--- START ---
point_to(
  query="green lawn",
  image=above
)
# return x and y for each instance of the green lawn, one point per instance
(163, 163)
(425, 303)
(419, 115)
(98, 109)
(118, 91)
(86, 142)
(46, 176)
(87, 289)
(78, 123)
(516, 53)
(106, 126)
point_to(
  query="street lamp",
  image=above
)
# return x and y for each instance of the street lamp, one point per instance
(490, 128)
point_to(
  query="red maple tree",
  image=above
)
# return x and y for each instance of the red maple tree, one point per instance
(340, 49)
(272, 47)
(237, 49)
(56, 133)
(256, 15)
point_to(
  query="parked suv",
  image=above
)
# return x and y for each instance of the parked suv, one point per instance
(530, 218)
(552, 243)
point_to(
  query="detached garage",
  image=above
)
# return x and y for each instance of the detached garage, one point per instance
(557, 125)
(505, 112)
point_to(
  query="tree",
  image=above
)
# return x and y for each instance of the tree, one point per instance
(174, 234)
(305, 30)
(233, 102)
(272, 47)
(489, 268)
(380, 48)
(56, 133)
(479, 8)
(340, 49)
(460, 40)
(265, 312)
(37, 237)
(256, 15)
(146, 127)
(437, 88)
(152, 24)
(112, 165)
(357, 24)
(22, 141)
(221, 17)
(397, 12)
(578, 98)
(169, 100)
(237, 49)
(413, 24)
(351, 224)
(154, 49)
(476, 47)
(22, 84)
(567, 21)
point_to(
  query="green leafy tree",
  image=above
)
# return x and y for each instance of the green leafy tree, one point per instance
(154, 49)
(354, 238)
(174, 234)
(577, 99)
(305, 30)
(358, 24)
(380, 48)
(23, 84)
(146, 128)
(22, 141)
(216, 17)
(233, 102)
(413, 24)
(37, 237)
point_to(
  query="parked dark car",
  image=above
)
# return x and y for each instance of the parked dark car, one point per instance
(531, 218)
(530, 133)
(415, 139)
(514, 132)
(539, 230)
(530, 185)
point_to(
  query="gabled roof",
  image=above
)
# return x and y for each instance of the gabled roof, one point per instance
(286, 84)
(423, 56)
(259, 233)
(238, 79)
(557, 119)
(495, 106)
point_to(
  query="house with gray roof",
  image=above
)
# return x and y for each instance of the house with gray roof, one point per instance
--- END ---
Having read the records above, reproduce each one exactly.

## RESULT
point_to(
  query="green lawn",
  image=above
)
# return x and y for each instance of the green lawn, one point per instance
(163, 163)
(425, 303)
(419, 115)
(98, 109)
(118, 91)
(86, 142)
(46, 176)
(87, 289)
(78, 123)
(516, 53)
(106, 126)
point_to(
  query="street lamp",
  image=above
)
# return x and y for each instance of the street lamp, one point per instance
(490, 128)
point_to(
  query="red maple tree",
  image=above
)
# return x and y for each instance of the red maple tree, one point per instance
(340, 49)
(272, 47)
(237, 49)
(56, 133)
(256, 15)
point_to(
  query="parked suv",
  image=above
)
# return x and y for each instance of the parked suv, one point per instance
(530, 218)
(552, 243)
point_to(
  query="detached garage",
  image=above
)
# return x and y for each instance of the detached garage, one point per instance
(557, 125)
(505, 112)
point_to(
  query="tree",
  image=above
)
# return x and y for each instance of the tree, one point per instance
(174, 234)
(305, 30)
(233, 102)
(272, 47)
(489, 268)
(380, 48)
(56, 133)
(479, 8)
(340, 49)
(460, 40)
(265, 312)
(37, 237)
(256, 15)
(146, 127)
(437, 88)
(152, 24)
(112, 165)
(357, 24)
(22, 141)
(221, 17)
(397, 12)
(578, 98)
(169, 100)
(237, 49)
(413, 24)
(351, 224)
(154, 49)
(476, 47)
(22, 84)
(567, 21)
point_to(
  query="green leafy tree",
  image=above
)
# return x and y for each instance of the green leafy tree, one point per instance
(154, 49)
(354, 238)
(174, 234)
(577, 99)
(305, 30)
(358, 24)
(380, 48)
(23, 84)
(146, 128)
(22, 141)
(216, 17)
(233, 102)
(413, 24)
(37, 237)
point_to(
  query="parked dark car",
  image=above
)
# return x and y for each instance of the parked dark car, one point per instance
(531, 218)
(530, 133)
(415, 139)
(514, 132)
(539, 230)
(530, 185)
point_to(
  query="gabled roof",
  image=above
)
# return x and y for each instance of the gabled roof, one point per instance
(286, 84)
(423, 56)
(259, 233)
(238, 79)
(557, 119)
(495, 106)
point_to(
  query="house with gray roof",
  image=above
)
# return x and y for each instance of the house with gray roof, one point per instance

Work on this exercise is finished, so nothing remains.